Pick every line out of the entries below that holds the string "hand", and report them.

START INPUT MATERIAL

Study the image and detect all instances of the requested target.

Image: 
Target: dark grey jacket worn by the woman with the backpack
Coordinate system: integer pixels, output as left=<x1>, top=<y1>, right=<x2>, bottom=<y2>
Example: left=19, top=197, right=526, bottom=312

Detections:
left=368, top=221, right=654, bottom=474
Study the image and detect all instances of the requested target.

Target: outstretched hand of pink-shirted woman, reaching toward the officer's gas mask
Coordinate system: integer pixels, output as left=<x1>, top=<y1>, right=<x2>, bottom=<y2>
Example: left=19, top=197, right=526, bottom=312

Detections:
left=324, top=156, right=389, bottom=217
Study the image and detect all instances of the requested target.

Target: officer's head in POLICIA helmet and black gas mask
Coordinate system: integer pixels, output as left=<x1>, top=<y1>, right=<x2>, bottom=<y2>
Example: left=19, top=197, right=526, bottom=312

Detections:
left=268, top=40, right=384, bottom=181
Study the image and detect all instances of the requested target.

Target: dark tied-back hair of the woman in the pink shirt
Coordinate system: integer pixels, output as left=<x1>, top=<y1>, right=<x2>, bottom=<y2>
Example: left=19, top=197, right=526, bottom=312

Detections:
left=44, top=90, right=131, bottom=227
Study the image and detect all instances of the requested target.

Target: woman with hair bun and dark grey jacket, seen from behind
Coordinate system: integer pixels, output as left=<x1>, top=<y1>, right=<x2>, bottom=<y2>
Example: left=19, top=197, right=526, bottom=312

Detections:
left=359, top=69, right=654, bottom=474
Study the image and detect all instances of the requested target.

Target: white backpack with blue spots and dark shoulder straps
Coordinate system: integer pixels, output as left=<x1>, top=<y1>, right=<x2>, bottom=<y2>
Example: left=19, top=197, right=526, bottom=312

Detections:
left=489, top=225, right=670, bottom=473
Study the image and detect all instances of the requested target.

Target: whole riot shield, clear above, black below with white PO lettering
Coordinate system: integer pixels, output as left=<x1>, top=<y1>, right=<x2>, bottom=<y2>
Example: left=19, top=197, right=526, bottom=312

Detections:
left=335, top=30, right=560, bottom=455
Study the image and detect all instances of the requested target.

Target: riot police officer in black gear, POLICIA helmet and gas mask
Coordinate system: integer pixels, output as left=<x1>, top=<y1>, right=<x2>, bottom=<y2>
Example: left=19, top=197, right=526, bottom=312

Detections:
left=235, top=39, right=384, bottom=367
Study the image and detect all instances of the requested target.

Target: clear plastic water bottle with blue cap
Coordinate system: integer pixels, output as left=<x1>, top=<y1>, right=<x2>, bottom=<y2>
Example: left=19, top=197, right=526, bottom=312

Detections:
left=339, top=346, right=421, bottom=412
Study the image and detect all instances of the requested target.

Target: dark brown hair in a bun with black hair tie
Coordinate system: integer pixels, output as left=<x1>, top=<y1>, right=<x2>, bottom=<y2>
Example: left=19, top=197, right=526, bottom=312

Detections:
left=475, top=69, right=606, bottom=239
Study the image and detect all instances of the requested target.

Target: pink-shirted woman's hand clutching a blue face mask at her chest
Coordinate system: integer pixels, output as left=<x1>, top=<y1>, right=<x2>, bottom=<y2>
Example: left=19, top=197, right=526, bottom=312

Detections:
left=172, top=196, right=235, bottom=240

END INPUT MATERIAL

§ **ANSWER TO THE EXERCISE**
Target: outstretched hand of pink-shirted woman, reaching toward the officer's gas mask
Target: pink-shirted woman's hand clutching a blue face mask at her chest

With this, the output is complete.